> _The task_: Copy every one of the records below word for word, keeping each line in its original order.

> _Stored data entries_:
- - -
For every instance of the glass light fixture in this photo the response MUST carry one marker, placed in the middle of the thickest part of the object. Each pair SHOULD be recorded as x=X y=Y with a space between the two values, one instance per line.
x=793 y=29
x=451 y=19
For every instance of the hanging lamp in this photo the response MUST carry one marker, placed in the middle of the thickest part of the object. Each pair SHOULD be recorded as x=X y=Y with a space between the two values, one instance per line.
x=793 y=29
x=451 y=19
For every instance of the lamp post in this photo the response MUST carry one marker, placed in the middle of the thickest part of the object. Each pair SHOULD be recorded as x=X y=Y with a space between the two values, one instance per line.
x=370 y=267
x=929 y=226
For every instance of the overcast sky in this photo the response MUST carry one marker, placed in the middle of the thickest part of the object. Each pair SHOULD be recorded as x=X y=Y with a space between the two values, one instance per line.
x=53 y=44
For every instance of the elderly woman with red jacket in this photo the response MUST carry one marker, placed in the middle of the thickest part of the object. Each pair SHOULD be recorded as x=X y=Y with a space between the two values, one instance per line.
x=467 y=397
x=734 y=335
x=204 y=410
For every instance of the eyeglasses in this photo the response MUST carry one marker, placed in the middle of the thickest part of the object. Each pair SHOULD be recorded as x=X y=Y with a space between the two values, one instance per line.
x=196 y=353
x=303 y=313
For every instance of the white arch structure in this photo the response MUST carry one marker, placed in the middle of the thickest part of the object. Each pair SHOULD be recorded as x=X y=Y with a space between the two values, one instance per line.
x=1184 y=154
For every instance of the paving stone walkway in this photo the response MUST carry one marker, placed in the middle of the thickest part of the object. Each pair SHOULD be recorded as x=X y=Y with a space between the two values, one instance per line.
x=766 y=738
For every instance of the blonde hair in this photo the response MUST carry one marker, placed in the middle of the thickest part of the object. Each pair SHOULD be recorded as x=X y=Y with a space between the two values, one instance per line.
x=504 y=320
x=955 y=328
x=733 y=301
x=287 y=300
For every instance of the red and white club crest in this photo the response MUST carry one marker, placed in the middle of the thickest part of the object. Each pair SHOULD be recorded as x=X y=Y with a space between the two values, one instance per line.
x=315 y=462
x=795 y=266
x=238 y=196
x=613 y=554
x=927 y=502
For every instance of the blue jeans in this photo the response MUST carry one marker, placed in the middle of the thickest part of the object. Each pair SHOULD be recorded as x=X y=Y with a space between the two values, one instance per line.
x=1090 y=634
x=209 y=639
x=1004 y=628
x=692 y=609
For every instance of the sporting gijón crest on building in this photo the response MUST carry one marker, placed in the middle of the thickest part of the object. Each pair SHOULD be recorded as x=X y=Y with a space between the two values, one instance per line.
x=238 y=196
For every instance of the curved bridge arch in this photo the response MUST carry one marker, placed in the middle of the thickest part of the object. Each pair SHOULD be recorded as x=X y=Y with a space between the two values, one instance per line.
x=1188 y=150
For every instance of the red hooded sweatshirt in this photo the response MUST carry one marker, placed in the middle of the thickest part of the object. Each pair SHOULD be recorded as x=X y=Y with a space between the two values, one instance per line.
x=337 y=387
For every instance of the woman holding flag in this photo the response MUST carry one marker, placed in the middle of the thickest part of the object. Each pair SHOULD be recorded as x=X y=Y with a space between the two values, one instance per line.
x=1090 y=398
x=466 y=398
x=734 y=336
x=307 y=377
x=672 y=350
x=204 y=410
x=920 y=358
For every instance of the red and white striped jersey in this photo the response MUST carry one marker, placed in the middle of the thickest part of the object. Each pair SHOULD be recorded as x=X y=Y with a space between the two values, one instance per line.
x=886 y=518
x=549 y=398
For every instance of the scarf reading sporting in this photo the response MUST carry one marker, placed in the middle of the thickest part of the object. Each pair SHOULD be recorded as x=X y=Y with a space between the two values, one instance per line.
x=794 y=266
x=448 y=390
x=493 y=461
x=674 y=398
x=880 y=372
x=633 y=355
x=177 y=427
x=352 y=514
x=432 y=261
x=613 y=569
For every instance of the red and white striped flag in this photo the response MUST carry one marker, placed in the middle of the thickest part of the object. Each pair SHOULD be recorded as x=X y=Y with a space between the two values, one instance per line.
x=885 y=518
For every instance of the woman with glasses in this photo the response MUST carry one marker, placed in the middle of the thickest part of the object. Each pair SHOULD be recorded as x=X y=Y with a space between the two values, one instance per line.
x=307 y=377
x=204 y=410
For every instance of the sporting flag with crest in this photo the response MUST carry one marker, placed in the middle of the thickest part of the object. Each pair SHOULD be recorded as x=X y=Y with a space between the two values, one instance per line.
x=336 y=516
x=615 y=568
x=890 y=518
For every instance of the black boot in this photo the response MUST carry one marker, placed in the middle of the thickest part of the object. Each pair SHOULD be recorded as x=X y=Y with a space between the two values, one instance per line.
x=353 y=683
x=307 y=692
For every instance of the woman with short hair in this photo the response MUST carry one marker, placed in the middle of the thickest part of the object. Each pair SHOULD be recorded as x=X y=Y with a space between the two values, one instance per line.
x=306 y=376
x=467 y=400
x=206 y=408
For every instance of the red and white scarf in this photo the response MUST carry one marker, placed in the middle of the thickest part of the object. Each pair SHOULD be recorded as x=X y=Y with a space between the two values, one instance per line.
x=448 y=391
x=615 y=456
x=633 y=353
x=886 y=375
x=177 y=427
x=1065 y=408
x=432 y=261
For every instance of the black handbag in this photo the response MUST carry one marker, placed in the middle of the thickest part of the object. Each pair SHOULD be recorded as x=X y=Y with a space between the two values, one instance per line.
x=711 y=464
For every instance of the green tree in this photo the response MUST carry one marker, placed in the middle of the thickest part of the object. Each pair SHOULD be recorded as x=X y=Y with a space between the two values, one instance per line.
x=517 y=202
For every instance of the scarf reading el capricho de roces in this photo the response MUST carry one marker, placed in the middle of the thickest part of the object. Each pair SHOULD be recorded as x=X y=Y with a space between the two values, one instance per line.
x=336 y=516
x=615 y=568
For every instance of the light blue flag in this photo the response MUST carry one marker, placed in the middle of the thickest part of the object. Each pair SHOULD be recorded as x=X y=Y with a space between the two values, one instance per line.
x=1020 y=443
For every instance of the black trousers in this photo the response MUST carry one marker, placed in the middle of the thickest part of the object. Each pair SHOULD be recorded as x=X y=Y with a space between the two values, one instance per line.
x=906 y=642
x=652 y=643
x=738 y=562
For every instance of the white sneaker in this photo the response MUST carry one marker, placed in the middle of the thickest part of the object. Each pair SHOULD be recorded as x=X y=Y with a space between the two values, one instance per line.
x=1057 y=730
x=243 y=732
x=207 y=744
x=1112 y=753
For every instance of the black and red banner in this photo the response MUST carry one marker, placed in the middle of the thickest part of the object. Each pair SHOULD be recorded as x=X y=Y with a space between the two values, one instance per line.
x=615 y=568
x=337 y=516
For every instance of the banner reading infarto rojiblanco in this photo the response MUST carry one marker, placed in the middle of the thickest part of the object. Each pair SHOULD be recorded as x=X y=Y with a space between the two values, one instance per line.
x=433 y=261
- - -
> _Task answer_:
For every instance of the glass light fixture in this photo the response MUST carry one marker, placed in the middle of the thickest part of the object. Each pair SHOULD be recorded as x=X y=Y with a space between the two values, one instance per line.
x=793 y=29
x=451 y=19
For every instance of the hanging lamp in this photo the response MUST carry one marker, placed in the middle of the thickest part of the object. Each pair SHOULD be recorded as x=X y=Y with a space between the two values, one instance per line.
x=793 y=29
x=451 y=19
For every instance of the lamp post in this photo the response MUST carry one marker, placed in the middle of the thickest part of the object. Each pair SHOULD be recorded as x=X y=Y with a space between the two values, one instance per line.
x=370 y=267
x=929 y=226
For every instance of the overcast sky in this photo the response MUST carry one marker, placed in the middle of the thickest part of the object. Each pair SHOULD be recorded as x=X y=Y with a space between the two values, one instance per line.
x=53 y=44
For every instance of the elderly woman with red jacket in this photo the response MUST carry one marker, placed in the middle of the thickest part of the object. Each pair SHOULD be recorded as x=X y=Y with a space between the two values, one instance per line.
x=467 y=397
x=734 y=335
x=204 y=410
For every instance of the eyeglasses in this photo the response MUST carry one marker, placed in the middle of the thickest part of the object. Each pair SHOULD be recorded as x=X y=Y with a space between the two values, one instance per line.
x=196 y=353
x=303 y=313
For every instance of the white arch structure in this photo the response MUST carry one marker, placed in the middle of the thickest part of the object. Each pair SHOULD be recorded as x=X y=Y with a space between the two values, one instance per line.
x=1184 y=154
For every instance of the paving stone walkway in this photo the response MUST carry one marker, placed in the middle of the thickest part of the object. Each pair SHOULD be recorded as x=X y=Y with a space between the two values, one instance per line.
x=766 y=738
For every instance of the blonde hair in this photo the response MUST carry one marker, placed in the middle of the thickest part of the object. Each pair SHOULD be recorded as x=X y=Y with a space between the two values, one instance per line.
x=504 y=320
x=955 y=328
x=733 y=301
x=287 y=300
For every instance of the red and white club crest in this photo the response MUST carry one marker, placed in the middle of the thickest part of the object. Each pair SHOULD be recorded as x=X y=Y with a space between the two values, one instance per line.
x=315 y=462
x=795 y=266
x=238 y=196
x=613 y=554
x=927 y=502
For every instance of the blue jeans in this photo the response MUST carry one marker, placed in the middle of the thickest part of the object. Each pair SHOULD be recorded as x=X y=Y with a space between the two values, one instance per line.
x=1090 y=634
x=209 y=639
x=1004 y=628
x=692 y=609
For every instance of the sporting gijón crest on building in this photo the response MUST carry one marker, placed in the middle of the thickest part of the object. Each pair SHOULD be recorded as x=X y=Y with a space between the two values, one instance per line.
x=238 y=196
For every instance of the curved bridge arch in this photo the response MUST carry one marker, placed in the middle of the thickest part of the object. Each pair SHOULD be recorded as x=X y=Y with a space between the two values, one instance per line.
x=1188 y=150
For every instance of the red hooded sweatshirt in this photo the response MUST carry one marker, placed in the middle of the thickest part of the object. Each pair SHOULD be recorded as x=X y=Y with a space between the two values, one instance per line.
x=337 y=387
For every instance of the woman holding flag in this photo the response MUST carry one marker, placed in the middle of the thickest part of the object. Each pair SHOULD be recorded as x=X y=Y with a space between the two values, one instance per line.
x=1090 y=398
x=466 y=398
x=734 y=336
x=307 y=377
x=672 y=350
x=204 y=410
x=920 y=358
For every instance of the red and white striped jersey in this photo the response MUST carry one marker, placed in the middle of the thickest part of the object. Each pair SHOULD be recorded as x=X y=Y with a space between the two values, one instance per line.
x=886 y=518
x=549 y=398
For every instance of the scarf reading sporting in this photo the response MUST carry one marker, placed in the middle of the thickest part of the object. Each pair SHOULD be recorded as x=X y=Y with a space between the two values, one instance per line.
x=794 y=266
x=448 y=390
x=493 y=461
x=674 y=398
x=880 y=372
x=633 y=355
x=177 y=427
x=352 y=514
x=432 y=261
x=613 y=569
For every instance of the red and white striped flag in this photo the response MUST carry one marker, placed in the middle of the thickest part of the object. Each pair SHOULD be recorded as x=X y=Y with a space between the two values, one instance per line.
x=885 y=518
For every instance of the woman with glasses in this photo the response MUST carry one marker, placed in the middle of the thickest part of the object. Each pair SHOULD be recorded as x=X y=Y with a space between the two values, one instance per line.
x=307 y=377
x=204 y=410
For every instance of the sporting flag with crest in this photo the response MUST carry one marker, placed in the middle of the thickest part of the object. Each pair SHOULD be recorded as x=X y=Y with a space between the two values, one instance per line.
x=336 y=516
x=615 y=568
x=890 y=518
For every instance of the black boot in this photo the response MUST carry one marker, placed in the middle of the thickest part of the object. Each pair SHOULD be recorded as x=X y=Y with a space between the two values, one instance per line.
x=353 y=683
x=307 y=692
For every instance of the woman with short hair in this photo the response MUST carry one marker, placed in the middle of the thickest part of the object. Each pair SHOULD be recorded as x=X y=Y with a space between the two values, one instance per line.
x=306 y=376
x=467 y=400
x=206 y=408
For every instance of the red and white scarf in this photo the response MUST carry one marker, placed in the middle of the thickest part of the object. Each pair SHOULD be recorded as x=X y=Y with a space between the two values, one instance per line.
x=448 y=391
x=615 y=456
x=633 y=353
x=886 y=375
x=177 y=427
x=1065 y=408
x=432 y=261
For every instance of the black handbag in this photo the response MUST carry one marker, placed in the middle of the thickest part of the object. Each pair SHOULD be recorded as x=X y=Y with a space between the two values, one instance per line.
x=711 y=464
For every instance of the green tree in this photo the response MUST carry one marker, placed in the middle of the thickest part of the object. Each pair SHOULD be recorded as x=X y=Y with a space between the two values, one instance per line.
x=517 y=202
For every instance of the scarf reading el capricho de roces in this photo the response MUST carry one marker, placed in the middle of the thickest part of the object. Each pair SHOULD be recorded as x=X y=Y with a space between the two values, one instance per line.
x=336 y=516
x=615 y=568
For every instance of the light blue flag in this photo the response MUST carry one marker, placed in the middle of the thickest part of the object. Each pair SHOULD be recorded as x=X y=Y with a space between the two values, one instance per line.
x=1020 y=443
For every instance of the black trousers in this photo the response MUST carry one marker, placed in the middle of the thickest part of the object. Each pair SHOULD be recorded as x=X y=Y with a space between the two values, one instance per line.
x=906 y=642
x=652 y=643
x=738 y=562
For every instance of the white sneaker in this photo the response MUST carry one marker, placed in the middle of the thickest part of the object. Each pair SHOULD be recorded as x=X y=Y with a space between the two values, one instance per line.
x=1057 y=730
x=243 y=732
x=207 y=744
x=1112 y=753
For every instance of the black and red banner in this photo the response MUST carry one marker, placed in the middle of the thickest part of the object. Each pair SHOULD be recorded as x=X y=Y with a space between the two values, one instance per line.
x=615 y=568
x=337 y=516
For every instance of the banner reading infarto rojiblanco in this photo the response MUST carry one marker, placed in the middle of the thickest part of the object. Each pair SHOULD be recorded as x=X y=Y with a space between the two values, one instance per line.
x=433 y=261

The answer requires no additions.